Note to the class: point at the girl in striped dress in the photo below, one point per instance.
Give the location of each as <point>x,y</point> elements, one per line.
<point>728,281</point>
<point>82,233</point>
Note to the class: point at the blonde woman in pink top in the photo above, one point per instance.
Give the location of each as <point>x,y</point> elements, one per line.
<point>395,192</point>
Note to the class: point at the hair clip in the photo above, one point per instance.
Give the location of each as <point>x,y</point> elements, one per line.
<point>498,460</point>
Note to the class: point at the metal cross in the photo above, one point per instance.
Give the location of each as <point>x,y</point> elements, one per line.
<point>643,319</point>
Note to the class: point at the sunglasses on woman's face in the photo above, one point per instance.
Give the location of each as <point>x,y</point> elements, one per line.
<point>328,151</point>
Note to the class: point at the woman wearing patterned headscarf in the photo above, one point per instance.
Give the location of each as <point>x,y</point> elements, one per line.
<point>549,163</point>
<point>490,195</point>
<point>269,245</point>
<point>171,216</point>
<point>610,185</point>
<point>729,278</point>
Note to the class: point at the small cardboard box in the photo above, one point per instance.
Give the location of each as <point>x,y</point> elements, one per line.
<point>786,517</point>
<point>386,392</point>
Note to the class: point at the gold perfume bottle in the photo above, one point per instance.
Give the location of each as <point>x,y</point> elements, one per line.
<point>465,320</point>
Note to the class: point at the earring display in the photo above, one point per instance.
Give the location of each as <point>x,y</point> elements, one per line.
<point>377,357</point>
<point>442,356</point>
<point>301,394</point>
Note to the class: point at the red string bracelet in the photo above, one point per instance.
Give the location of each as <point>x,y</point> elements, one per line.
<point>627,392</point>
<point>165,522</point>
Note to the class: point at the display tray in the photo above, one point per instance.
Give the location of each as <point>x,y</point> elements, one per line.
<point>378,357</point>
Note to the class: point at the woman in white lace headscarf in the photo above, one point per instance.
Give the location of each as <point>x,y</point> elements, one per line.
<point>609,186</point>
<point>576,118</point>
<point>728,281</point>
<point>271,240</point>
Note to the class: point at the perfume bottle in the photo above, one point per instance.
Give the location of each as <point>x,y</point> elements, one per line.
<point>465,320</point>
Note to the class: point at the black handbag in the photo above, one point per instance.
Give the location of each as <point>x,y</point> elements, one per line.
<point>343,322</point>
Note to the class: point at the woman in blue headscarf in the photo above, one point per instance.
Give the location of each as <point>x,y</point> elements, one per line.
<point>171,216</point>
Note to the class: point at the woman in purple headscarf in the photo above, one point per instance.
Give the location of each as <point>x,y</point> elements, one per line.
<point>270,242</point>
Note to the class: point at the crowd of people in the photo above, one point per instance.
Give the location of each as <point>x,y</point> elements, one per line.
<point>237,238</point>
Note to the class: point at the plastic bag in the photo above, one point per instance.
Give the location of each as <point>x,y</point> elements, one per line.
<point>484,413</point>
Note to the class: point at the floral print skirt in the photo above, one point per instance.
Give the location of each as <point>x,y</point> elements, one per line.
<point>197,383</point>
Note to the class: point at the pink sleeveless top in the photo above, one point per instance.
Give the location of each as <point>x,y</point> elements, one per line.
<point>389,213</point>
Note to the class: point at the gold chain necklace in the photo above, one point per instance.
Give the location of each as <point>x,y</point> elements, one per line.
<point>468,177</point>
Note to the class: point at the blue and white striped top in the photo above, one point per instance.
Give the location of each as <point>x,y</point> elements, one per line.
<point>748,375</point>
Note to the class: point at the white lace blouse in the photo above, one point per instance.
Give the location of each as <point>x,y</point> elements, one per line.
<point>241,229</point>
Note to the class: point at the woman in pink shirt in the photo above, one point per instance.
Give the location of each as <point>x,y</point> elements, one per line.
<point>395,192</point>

------------------------

_INSTRUCTIONS FOR THE TASK:_ Transcribe all of the data exactly, leaving no line out.

_ANSWER TO THE EXERCISE:_
Note to the class: point at the girl in striped dress in the photo below, one point per instance.
Give the location of each as <point>x,y</point> elements, one per line.
<point>728,281</point>
<point>82,233</point>
Note to the class: point at the blonde woman in pink top in the photo above, one point per instance.
Give the location of each as <point>x,y</point> elements, one per line.
<point>395,192</point>
Note to the class: point at the hair clip in the photo above, one point per instance.
Give the location of each as <point>x,y</point> elements, one per line.
<point>498,460</point>
Note to the class: point at the metal cross in the photo above, one point per instance.
Give the location of each as <point>x,y</point> elements, one per line.
<point>643,319</point>
Note to the class: point at the sunglasses on woman's face in the photo above, one point per instance.
Give the location of each as <point>x,y</point> elements, one per line.
<point>328,151</point>
Note to the class: point at the woman wearing patterned headscarf in the photo above, one point per instance.
Give the location of each as <point>x,y</point> elements, one per line.
<point>549,163</point>
<point>490,195</point>
<point>269,245</point>
<point>171,216</point>
<point>610,185</point>
<point>729,278</point>
Note to the class: point at the small cardboard box in the photo above, one point per instance.
Give the location of each as <point>x,y</point> elements, one per line.
<point>786,517</point>
<point>386,392</point>
Note to the class: point at the gold perfume bottle in the photo above, one point per instance.
Give the location of each as <point>x,y</point> elements, one per line.
<point>465,320</point>
Note to the class: point at the earring display in the photo above, one point per instance.
Give the location of each as <point>x,y</point> elements, one per line.
<point>377,357</point>
<point>442,356</point>
<point>301,394</point>
Note to the class: point at the red string bracelet in the photo above, one point per instance.
Give the location of each as <point>x,y</point> elements, one per line.
<point>627,392</point>
<point>165,522</point>
Note to the class: point at the display tray in the photo above, one point per instance.
Give the location of each as <point>x,y</point> elements, one per line.
<point>378,357</point>
Note to the class: point at the woman in white lace headscarf in the photo above, one point per instance.
Give the location of each as <point>x,y</point> elements, one per line.
<point>609,186</point>
<point>576,118</point>
<point>728,281</point>
<point>271,240</point>
Note to the class: point at the perfume bottle in the photo above, one point per instance.
Give the location of each as <point>x,y</point> elements, one per line.
<point>465,320</point>
Note to the class: point at the black handbag in the photo above, one point per instance.
Give the location of each as <point>x,y</point> elements, one per line.
<point>343,322</point>
Note to the class: point at the woman in blue headscarf in the photo above, one point per instance.
Give the location of each as <point>x,y</point> elements, one per line.
<point>171,216</point>
Note to the class: point at the woman in purple headscarf in the photo above, one point per instance.
Give the location of each as <point>x,y</point> elements, one per line.
<point>270,242</point>
Note to the class: point at the crowd of people in the photo above, one point per instance.
Give the location of each as <point>x,y</point> elements, one per line.
<point>237,238</point>
Note to the class: point at the plastic bag in the photo above, one point per instance.
Give the location of each as <point>x,y</point> elements, one per line.
<point>484,413</point>
Note to the class: point at the floral print skirt in the photo above, one point per instance.
Give the location of each as <point>x,y</point> elements, one per line.
<point>197,383</point>
Note to the class: point at the pink sleeveless top in the photo above, one point per instance.
Give the location of each as <point>x,y</point> elements, one per line.
<point>389,213</point>
Note to the class: point at the gold chain necklace in the photo above, one point per instance.
Give the location of each as <point>x,y</point> elements, one per line.
<point>468,177</point>
Note to the class: point at the blue and white striped top in the photo above, one point per instance.
Give the location of each as <point>x,y</point> elements, one per line.
<point>748,375</point>
Note to the class: point at the white lace blouse in the photo above, one point per instance.
Give the location of each as <point>x,y</point> elements, one per line.
<point>241,229</point>
Note to the class: point at the woman in pink shirt in the photo above, one point per instance.
Give the location of each as <point>x,y</point> elements, one per line.
<point>395,192</point>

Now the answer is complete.